■ **Verilen Görev 1**
Metin parçasından, "Meclis’te Kâzım Karabekir" sözlerinin bulunduğu yerden başlayan ve "milyon altın rubleydi." sözlerinden sonra biten kısmı hiçbir değişiklik yapmadan çıkar.
■ **Verilen Görev 2**
Aşağıdaki ifadeler metin parçasıyla uyuşuyor mu? Her biri için evet ya da hayır de ve kararı belirleyen sözleri metinden tırnak içinde aynen aktar.
(a) Araştırma komisyonu Kâzım Karabekir Paşa başkanlığında kurulmuştur.
(b) Rus yardımı tek seferde gönderilmiştir.
(c) Rus yardımının toplamı 1 milyon altın rubleydi.
■ **Verilen Görev 3**
Metin parçasındaki şu cümleyi İngilizceye çevir: "Meclis’te Kâzım Karabekir Paşa başkanlığında bir araştırma komisyonu kurulmuş ve hazırladıkları raporda her ikisi de Mustafa Kemal Paşa’nın yakınları olan Safvet (Arıkan) ve Nuri (Conker) kusurlu bulunmuşlardı."

■ **Metin Parçası**

────────

Yakın tarihimizin karartılan yolsuzluk sayfalarından biri de Milli Mücadele’ye yardım için Sovyetler Birliği’nden gönderilen paraların bir kısmının Almanya’da sırra kadem basmasıdır.
Meclis’te Kâzım Karabekir Paşa başkanlığında bir araştırma komisyonu kurulmuş ve hazırladıkları raporda her ikisi de Mustafa Kemal Paşa’nın yakınları olan Safvet (Arıkan) ve Nuri (Conker) kusurlu bulunmuşlardı.
Bulunuldular da ne oldu peki? Haklarında herhangi bir hukukî işlem yapıldı mı? Tüyü bitmemiş yetimin hakkının hesabı sorulabildi mi? Ne gezer! Sabahattin Selek’in “Anadolu İhtilali” (Burçak: 1968, s. 133) adlı araştırmasına göre üç parti hâlinde gerçekleşen Rus yardımı, toplam 1 milyon altın rubleydi.

────────

■ **Veri Bölümü**
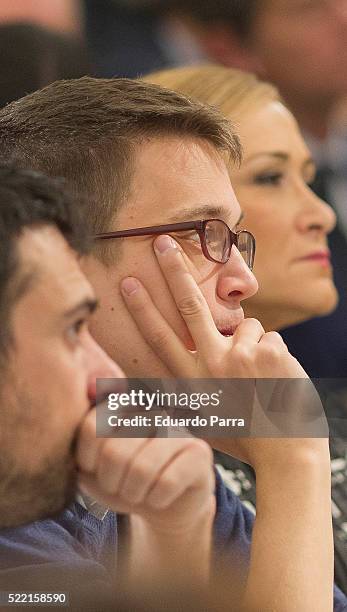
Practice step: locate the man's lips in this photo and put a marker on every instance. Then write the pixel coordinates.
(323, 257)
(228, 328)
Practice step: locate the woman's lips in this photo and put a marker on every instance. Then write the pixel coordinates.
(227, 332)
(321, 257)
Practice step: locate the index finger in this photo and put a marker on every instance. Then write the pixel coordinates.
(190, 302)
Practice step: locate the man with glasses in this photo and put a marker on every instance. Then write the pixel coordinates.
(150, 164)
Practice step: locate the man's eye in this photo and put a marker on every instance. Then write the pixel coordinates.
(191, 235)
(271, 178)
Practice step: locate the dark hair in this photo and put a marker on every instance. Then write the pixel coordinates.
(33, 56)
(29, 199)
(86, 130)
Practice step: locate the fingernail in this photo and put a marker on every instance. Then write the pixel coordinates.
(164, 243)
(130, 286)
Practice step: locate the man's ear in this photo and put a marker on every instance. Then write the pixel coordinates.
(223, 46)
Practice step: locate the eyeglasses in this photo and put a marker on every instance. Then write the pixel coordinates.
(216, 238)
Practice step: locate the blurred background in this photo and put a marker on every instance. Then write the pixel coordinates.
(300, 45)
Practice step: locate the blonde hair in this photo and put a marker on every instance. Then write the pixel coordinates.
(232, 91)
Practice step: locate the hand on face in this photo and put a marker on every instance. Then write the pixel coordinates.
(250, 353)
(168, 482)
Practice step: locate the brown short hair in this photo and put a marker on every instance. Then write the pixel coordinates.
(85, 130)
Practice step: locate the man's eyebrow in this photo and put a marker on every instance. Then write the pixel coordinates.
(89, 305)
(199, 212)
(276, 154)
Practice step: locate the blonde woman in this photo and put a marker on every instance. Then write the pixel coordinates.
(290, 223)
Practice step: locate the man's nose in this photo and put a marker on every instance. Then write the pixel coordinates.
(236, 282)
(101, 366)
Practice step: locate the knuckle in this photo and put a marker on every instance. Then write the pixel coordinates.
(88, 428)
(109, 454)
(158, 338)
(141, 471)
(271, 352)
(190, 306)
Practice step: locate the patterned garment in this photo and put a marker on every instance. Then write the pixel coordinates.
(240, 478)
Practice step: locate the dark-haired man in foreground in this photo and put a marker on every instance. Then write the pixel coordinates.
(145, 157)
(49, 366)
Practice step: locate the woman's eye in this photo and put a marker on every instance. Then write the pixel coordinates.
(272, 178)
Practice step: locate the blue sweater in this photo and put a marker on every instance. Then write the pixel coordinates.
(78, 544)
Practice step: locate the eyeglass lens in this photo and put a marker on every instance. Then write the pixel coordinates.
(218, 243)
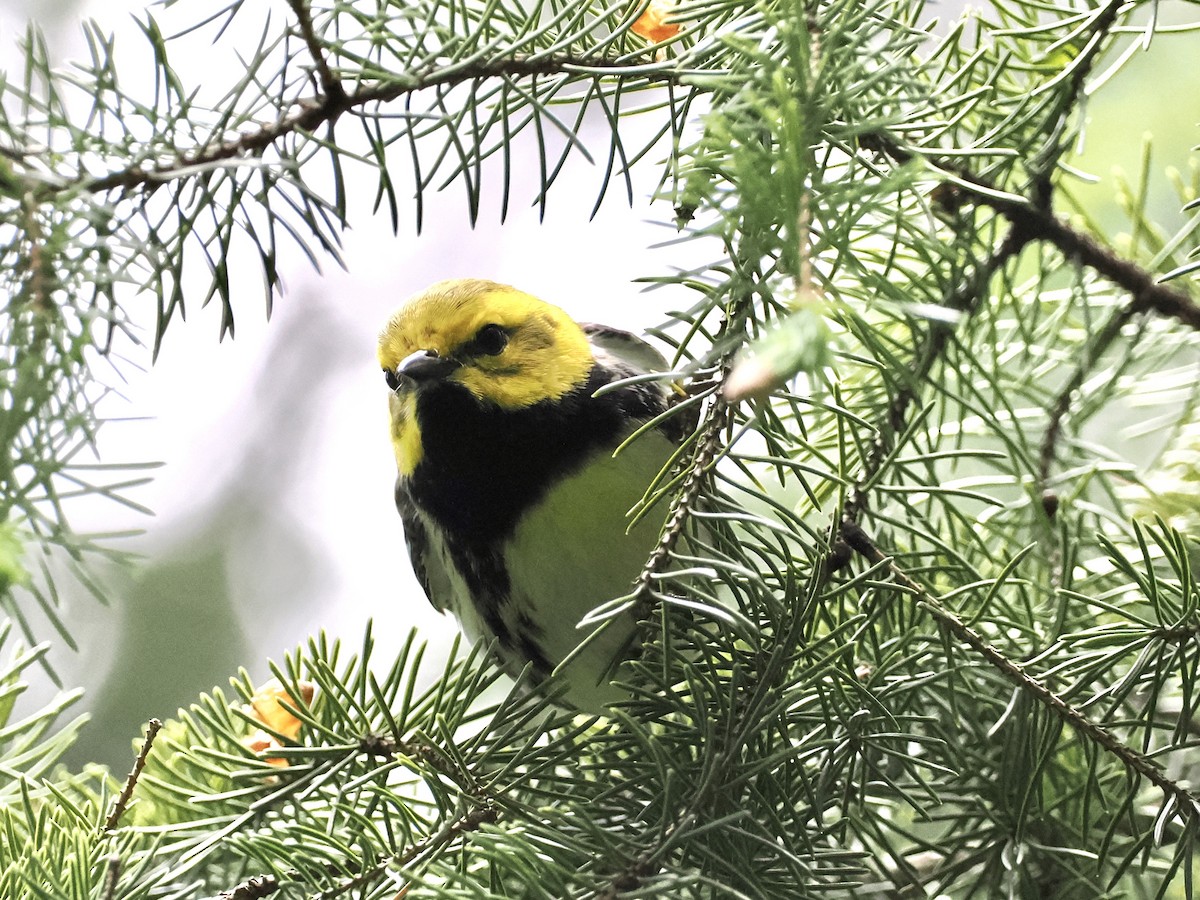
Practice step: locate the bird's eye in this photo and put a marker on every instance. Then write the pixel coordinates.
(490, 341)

────────

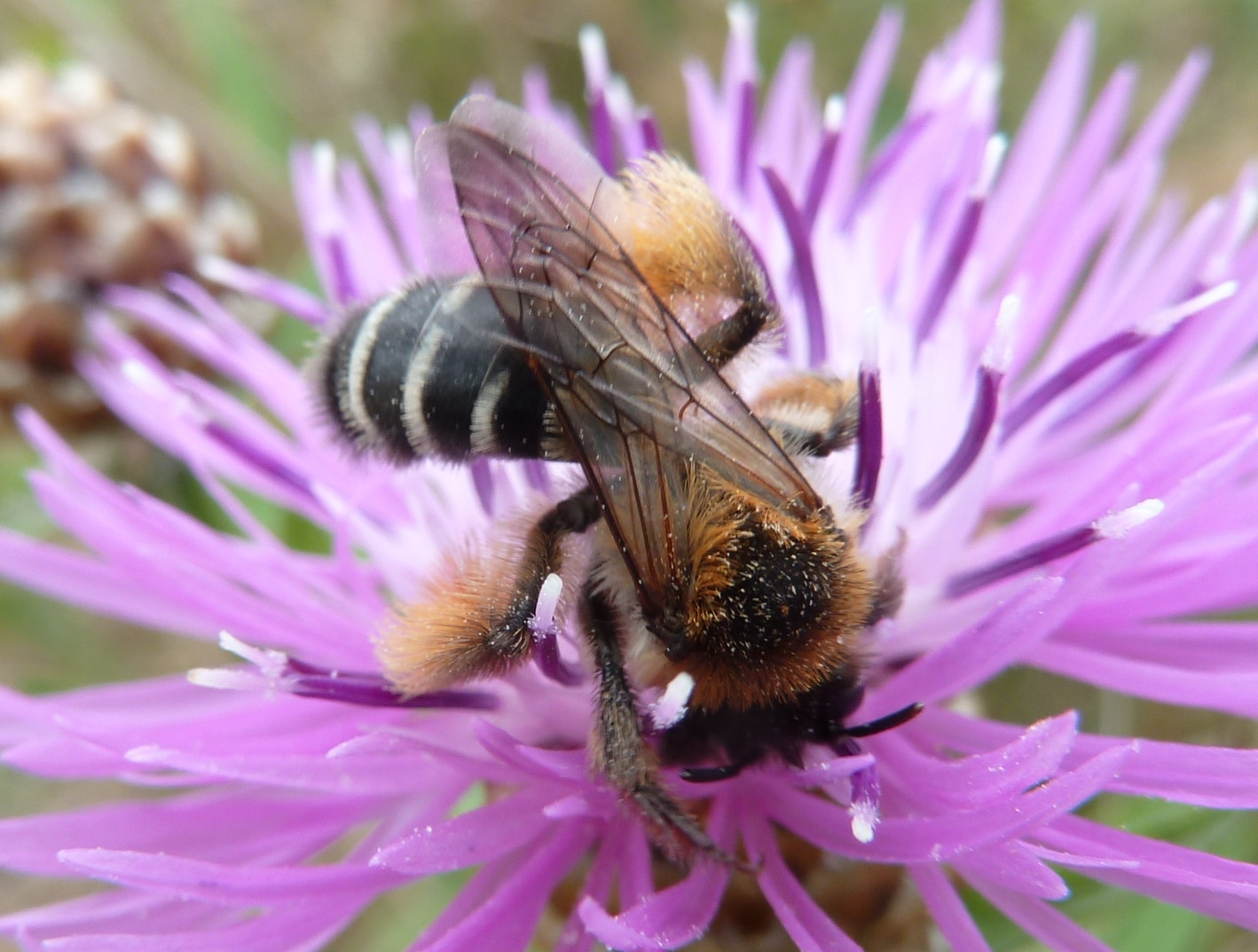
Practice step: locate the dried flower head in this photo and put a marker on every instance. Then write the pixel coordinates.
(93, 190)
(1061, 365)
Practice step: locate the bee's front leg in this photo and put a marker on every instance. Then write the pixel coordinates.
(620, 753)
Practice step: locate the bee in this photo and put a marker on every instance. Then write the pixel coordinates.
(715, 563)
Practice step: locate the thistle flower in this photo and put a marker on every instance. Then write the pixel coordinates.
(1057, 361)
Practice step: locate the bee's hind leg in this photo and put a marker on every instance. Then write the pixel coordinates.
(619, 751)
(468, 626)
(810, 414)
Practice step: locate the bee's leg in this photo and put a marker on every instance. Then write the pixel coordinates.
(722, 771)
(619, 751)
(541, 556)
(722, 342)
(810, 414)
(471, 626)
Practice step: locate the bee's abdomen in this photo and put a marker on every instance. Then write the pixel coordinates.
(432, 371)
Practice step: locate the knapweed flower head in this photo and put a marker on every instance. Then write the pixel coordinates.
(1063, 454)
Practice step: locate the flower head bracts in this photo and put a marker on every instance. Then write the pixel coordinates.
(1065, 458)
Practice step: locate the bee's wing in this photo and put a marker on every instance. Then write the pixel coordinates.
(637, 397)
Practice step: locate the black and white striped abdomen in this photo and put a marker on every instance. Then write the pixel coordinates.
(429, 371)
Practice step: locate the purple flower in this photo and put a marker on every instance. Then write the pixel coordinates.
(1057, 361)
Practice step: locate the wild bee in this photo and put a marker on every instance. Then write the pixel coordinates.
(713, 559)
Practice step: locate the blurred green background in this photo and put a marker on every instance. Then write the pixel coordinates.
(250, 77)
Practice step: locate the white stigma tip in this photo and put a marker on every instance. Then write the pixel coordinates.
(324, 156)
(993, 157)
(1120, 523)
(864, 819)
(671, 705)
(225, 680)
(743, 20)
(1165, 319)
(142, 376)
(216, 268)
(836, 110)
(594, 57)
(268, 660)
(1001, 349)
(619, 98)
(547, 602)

────────

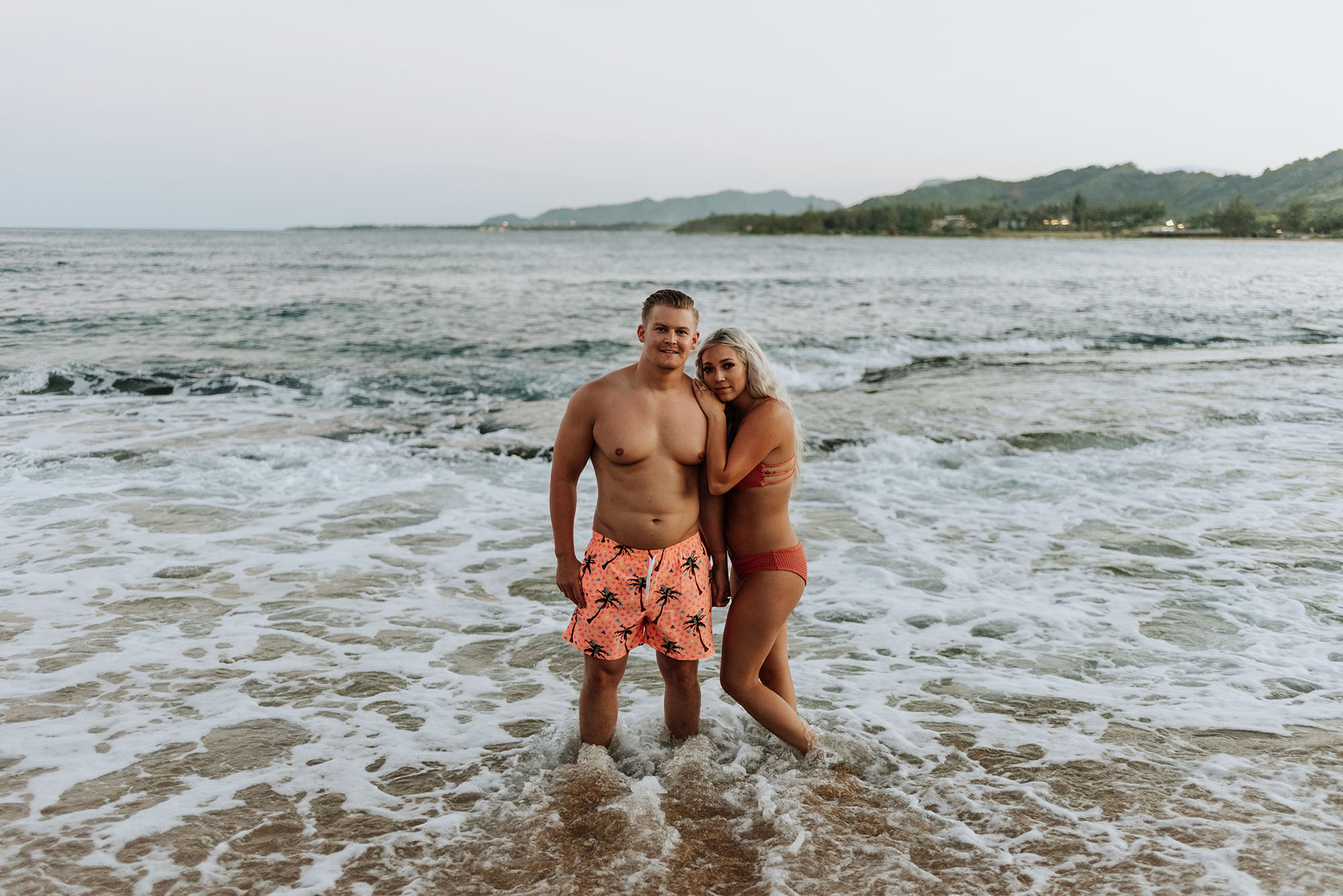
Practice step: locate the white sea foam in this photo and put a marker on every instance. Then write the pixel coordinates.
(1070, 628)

────────

■ **Cevap 1**
Meclis’te Kâzım Karabekir Paşa başkanlığında bir araştırma komisyonu kurulmuş ve hazırladıkları raporda her ikisi de Mustafa Kemal Paşa’nın yakınları olan Safvet (Arıkan) ve Nuri (Conker) kusurlu bulunmuşlardı.
Bulunuldular da ne oldu peki? Haklarında herhangi bir hukukî işlem yapıldı mı? Tüyü bitmemiş yetimin hakkının hesabı sorulabildi mi? Ne gezer! Sabahattin Selek’in “Anadolu İhtilali” (Burçak: 1968, s. 133) adlı araştırmasına göre üç parti hâlinde gerçekleşen Rus yardımı, toplam 1 milyon altın rubleydi.

■ **Cevap 2**
(a) Evet: "Meclis’te Kâzım Karabekir Paşa başkanlığında bir araştırma komisyonu kurulmuş"
(b) Hayır: "üç parti hâlinde gerçekleşen Rus yardımı"
(c) Evet: "toplam 1 milyon altın rubleydi"

■ **Cevap 3**
In the Assembly, an investigative commission was set up under the chairmanship of Kâzım Karabekir Pasha, and in the report they prepared, Safvet (Arıkan) and Nuri (Conker), both of whom were close to Mustafa Kemal Pasha, had been found at fault.